### Aufgabe 1
Gib den Abschnitt aus dem Text über Ralf Wiegand wörtlich wieder, der mit den Worten „Und nun zu Ralf“ beginnt und mit „gerecht sein sollte.“ endet.

### Textauszug
══════════════════════════════

Und nun zu Ralf Wiegand.
– Wer ist das? Muss ich den kennen? Hat er auch Menschen umgebracht?
– Nein, er bringt keine Menschen um. Er ist auch kein Sadist, der zusammen mit Florian Silbereisen und den Wildacker Herzbuben seine Hörer durch grässlich primitive Schlager in den Wahnsinn treibt oder sie in ihrem Wahnsinnn bestärkt. Er interessiert nur, weil er eine milde Form der dissoziativen Persönlichkeitsstörung zeigt, aber eine, die sehr verbreitet ist, besonders unter Journalisten.
Bei Ralf Wiegand gibt es, wie z.B. sein Kommentar in der „Süddeutschen Zeitung“ („Sprengstoff“ 9.2.21 S.4) zeigt, die eine Persönlichkeit – wir wollen sie Ralf nennen – die dank gesundem Menschenverstand die Realität wahrnimmt und dank gut ausgebildetem Urteilsvermögen den Maßstab anlegt von dem, was recht bzw. gerecht sein sollte.

══════════════════════════════

Gespeicherte Einträge:
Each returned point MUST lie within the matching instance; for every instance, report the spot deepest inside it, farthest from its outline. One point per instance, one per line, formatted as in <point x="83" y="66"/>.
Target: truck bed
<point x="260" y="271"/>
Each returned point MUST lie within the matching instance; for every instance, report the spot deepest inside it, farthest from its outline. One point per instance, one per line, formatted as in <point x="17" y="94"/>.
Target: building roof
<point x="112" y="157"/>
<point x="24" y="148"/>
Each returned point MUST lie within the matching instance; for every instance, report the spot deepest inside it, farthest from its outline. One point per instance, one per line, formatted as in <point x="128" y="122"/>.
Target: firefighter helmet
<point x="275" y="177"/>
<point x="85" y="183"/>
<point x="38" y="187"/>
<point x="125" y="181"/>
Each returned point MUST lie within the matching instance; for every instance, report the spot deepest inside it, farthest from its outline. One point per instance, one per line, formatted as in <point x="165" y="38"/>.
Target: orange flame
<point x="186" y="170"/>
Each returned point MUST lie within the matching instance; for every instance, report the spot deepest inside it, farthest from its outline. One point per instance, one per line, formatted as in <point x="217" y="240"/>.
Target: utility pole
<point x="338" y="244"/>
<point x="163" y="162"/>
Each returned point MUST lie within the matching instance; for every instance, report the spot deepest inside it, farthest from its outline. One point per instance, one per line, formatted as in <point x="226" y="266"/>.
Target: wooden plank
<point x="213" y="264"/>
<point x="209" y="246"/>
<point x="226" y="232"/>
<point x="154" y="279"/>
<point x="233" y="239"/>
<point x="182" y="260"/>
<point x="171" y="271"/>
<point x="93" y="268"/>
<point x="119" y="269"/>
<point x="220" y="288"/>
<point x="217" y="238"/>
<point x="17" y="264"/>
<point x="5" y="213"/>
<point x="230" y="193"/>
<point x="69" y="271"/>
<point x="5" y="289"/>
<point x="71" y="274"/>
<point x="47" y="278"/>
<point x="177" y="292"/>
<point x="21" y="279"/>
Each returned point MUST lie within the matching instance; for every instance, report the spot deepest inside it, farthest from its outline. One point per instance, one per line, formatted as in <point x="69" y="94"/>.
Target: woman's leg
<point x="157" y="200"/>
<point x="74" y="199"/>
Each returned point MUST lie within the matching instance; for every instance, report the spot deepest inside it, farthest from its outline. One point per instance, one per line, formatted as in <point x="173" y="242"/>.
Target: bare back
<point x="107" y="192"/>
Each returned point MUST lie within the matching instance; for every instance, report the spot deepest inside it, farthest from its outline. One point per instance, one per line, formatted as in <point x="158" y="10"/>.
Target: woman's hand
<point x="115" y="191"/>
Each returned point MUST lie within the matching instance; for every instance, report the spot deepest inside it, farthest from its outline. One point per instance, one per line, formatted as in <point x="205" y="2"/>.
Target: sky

══════════════════════════════

### Aufgabe 2
Liste jede Zeile der Auflistung auf, in der die Zeichenfolge „Target“ vorkommt, wobei Groß- und Kleinschreibung zu beachten ist.

### Lösung 1
Und nun zu Ralf Wiegand.
– Wer ist das? Muss ich den kennen? Hat er auch Menschen umgebracht?
– Nein, er bringt keine Menschen um. Er ist auch kein Sadist, der zusammen mit Florian Silbereisen und den Wildacker Herzbuben seine Hörer durch grässlich primitive Schlager in den Wahnsinn treibt oder sie in ihrem Wahnsinnn bestärkt. Er interessiert nur, weil er eine milde Form der dissoziativen Persönlichkeitsstörung zeigt, aber eine, die sehr verbreitet ist, besonders unter Journalisten.
Bei Ralf Wiegand gibt es, wie z.B. sein Kommentar in der „Süddeutschen Zeitung“ („Sprengstoff“ 9.2.21 S.4) zeigt, die eine Persönlichkeit – wir wollen sie Ralf nennen – die dank gesundem Menschenverstand die Realität wahrnimmt und dank gut ausgebildetem Urteilsvermögen den Maßstab anlegt von dem, was recht bzw. gerecht sein sollte.

### Lösung 2
Target: truck bed
Target: building roof
Target: firefighter helmet
Target: orange flame
Target: utility pole
Target: wooden plank
Target: woman's leg
Target: bare back
Target: woman's hand
Target: sky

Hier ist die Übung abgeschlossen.